* _Trecho do texto_

• • •

Além disso, nas mediúnicas da COBEM há uma anuência à manifestação de
caboclos, índios e padres, que muitas vezes não estão ali na condição aparente de tratar-se
ou reeducar-se, mas acompanhando muitos dos médiuns que trabalham no centro, se
comunicando para dar avisos, conselhos, etc. Visível, portanto - a despeito, muitas vezes do
discurso de pureza que as religiões procuram implementar e que no espiritismo não é muito
diferente, ou então do constrangimento que alguns médiuns parecem sentir quando,
trazendo à tona suas histórias, tais manifestações teimam em ocorrer - a presença de
elementos de outras religiões, como a umbanda e o catolicismo, compondo o cenário
espírita do centro.

• • •

* _Conjunto de dados_
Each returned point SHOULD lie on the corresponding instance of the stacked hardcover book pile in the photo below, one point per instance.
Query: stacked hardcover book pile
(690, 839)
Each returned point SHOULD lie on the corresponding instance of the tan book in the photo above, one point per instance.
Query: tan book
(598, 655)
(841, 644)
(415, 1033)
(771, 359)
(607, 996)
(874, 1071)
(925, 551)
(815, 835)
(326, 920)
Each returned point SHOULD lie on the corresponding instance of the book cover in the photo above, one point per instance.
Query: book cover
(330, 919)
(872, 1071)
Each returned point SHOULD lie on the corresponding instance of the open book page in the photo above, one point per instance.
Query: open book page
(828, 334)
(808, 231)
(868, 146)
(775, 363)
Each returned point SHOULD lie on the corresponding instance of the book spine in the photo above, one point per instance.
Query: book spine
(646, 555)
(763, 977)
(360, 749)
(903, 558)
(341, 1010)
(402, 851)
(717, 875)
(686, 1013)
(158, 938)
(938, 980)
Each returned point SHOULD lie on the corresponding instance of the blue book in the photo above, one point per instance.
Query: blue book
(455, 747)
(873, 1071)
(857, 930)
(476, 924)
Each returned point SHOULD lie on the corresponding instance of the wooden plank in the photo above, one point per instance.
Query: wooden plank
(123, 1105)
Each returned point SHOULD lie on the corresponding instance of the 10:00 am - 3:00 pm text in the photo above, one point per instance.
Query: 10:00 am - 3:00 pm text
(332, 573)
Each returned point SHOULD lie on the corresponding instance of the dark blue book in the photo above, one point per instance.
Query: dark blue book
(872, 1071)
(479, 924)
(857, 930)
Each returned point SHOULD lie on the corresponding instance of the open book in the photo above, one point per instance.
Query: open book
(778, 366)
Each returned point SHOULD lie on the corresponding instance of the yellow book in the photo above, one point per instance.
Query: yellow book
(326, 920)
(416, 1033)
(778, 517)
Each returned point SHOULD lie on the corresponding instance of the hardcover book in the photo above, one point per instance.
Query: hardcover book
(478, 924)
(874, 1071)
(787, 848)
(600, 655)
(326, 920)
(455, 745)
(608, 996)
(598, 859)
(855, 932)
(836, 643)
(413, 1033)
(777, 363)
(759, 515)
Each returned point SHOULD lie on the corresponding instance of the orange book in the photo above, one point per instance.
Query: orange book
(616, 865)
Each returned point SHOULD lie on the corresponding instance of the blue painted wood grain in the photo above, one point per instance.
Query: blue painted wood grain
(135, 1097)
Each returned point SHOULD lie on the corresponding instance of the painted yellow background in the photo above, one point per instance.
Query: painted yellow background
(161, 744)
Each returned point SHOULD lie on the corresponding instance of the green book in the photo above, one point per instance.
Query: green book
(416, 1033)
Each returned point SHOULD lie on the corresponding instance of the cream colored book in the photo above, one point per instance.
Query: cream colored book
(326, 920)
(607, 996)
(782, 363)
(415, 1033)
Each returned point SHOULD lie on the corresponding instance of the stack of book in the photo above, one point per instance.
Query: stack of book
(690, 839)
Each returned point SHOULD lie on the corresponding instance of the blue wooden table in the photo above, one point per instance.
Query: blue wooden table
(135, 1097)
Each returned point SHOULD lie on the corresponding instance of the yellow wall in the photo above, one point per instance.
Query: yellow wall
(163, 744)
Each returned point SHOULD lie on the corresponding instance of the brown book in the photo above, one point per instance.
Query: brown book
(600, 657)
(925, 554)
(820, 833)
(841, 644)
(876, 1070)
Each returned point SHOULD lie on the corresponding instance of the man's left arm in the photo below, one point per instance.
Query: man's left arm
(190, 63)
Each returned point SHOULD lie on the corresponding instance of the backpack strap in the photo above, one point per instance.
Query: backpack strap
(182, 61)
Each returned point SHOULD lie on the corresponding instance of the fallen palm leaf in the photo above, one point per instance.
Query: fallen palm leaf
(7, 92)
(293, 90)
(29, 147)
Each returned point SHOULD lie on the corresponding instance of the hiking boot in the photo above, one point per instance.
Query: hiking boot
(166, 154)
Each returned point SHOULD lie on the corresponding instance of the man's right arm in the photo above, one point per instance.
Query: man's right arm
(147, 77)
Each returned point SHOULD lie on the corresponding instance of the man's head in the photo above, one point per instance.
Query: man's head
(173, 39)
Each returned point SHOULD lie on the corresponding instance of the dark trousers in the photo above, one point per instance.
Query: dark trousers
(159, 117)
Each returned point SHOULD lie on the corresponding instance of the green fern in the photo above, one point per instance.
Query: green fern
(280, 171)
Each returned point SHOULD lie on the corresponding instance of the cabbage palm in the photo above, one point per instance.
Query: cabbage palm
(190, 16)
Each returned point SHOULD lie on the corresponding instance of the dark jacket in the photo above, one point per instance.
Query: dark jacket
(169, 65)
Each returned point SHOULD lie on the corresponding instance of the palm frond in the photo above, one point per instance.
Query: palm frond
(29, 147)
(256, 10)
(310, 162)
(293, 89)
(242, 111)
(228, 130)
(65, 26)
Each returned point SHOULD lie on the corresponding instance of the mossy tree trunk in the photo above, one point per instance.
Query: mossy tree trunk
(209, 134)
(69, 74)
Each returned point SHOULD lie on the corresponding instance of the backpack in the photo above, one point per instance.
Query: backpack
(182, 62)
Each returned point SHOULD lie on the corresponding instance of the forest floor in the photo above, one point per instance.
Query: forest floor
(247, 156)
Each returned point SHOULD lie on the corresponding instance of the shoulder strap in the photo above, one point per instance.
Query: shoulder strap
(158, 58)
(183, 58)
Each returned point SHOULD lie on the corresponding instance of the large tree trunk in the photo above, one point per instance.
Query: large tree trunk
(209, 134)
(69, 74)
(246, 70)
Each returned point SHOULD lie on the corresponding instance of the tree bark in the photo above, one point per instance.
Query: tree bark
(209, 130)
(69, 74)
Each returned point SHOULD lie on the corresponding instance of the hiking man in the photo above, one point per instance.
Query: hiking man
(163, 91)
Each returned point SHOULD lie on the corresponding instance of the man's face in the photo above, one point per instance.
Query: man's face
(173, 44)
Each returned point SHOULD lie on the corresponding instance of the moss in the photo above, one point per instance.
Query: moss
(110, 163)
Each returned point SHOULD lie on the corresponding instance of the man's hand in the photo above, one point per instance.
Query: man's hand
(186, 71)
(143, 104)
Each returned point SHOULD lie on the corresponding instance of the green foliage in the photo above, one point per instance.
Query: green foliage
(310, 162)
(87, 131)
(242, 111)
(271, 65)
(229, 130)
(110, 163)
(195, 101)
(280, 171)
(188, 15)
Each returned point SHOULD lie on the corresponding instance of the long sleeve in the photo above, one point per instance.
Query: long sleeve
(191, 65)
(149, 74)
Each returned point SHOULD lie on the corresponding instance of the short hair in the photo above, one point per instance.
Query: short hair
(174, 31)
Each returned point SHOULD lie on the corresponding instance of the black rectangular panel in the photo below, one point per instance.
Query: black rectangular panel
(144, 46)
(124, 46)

• • •

* _Desafio_
Responda com base no trecho sobre as mediúnicas da COBEM:
1. A manifestação de quais entidades é aceita nessas sessões?
2. Com que finalidade essas entidades se comunicam?
3. Elementos de quais religiões compõem o cenário espírita do centro?
A listagem provém de outra fonte.

* _Exercício resolvido_
1. De caboclos, índios e padres.
2. Para dar avisos, conselhos etc.
3. Da umbanda e do catolicismo.